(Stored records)
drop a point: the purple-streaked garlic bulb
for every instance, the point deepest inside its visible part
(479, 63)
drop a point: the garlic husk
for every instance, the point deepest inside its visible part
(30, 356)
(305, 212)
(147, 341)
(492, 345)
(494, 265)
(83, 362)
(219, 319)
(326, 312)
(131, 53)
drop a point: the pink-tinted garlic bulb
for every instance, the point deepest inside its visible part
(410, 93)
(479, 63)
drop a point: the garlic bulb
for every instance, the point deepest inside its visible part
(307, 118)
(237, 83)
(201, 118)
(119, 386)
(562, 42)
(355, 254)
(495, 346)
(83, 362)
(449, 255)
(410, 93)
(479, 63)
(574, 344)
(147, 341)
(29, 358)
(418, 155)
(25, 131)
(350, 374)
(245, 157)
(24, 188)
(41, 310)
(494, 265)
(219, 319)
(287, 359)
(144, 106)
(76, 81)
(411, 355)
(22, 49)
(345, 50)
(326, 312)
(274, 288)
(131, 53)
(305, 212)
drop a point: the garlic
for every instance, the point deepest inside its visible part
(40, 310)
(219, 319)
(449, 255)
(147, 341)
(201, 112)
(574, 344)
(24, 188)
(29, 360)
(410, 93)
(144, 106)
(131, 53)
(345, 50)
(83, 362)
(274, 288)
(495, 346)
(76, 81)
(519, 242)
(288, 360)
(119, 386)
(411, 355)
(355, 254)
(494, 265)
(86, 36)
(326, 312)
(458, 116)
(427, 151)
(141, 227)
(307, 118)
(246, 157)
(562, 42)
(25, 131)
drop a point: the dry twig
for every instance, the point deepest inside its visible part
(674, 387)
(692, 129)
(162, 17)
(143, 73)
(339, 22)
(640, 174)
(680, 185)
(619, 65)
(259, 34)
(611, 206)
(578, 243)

* * *

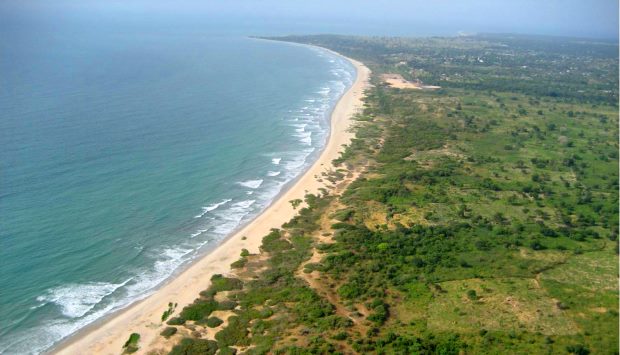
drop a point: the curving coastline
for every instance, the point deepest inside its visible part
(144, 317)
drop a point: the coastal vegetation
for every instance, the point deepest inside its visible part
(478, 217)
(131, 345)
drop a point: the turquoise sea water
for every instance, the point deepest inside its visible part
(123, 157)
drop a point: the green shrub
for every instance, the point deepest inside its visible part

> _PROBLEM DETAILS_:
Please pick out and copy every line in the rows above that contains the word "bulb".

> _FINAL ANSWER_:
drop a point: the purple-streaked garlic bulb
drop a point: the pink-tinted garlic bulb
drop a point: the garlic bulb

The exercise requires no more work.